Please copy the records from the line containing "The service SHOULD locate every instance of the blurred" down to the end of the records, renaming "background field" to "backdrop" and leaving everything else unchanged.
□ □ □ □ □ □ □
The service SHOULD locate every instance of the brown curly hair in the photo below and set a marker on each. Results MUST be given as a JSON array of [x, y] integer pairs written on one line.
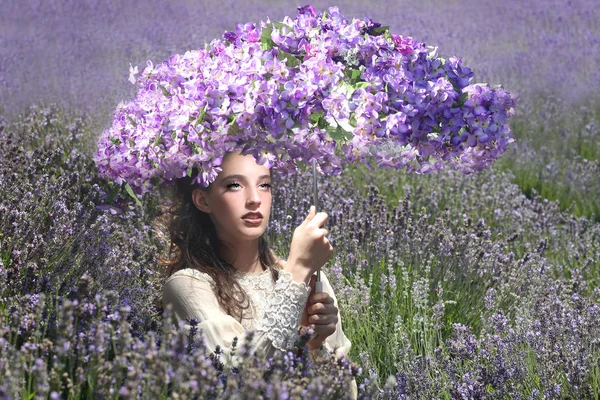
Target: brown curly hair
[[194, 244]]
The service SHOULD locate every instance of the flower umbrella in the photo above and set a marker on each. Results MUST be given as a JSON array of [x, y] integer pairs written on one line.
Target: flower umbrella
[[317, 88]]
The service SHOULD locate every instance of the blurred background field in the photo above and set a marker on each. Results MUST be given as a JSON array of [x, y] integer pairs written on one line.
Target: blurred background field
□ □ □ □ □ □ □
ANSWER BELOW:
The service SHOULD locate every instance of the blurred backdrop in the photo above and set a marker on each. Results MUST be given as a JSON array of [x, y] integer pairs written on one line.
Target: blurred backdrop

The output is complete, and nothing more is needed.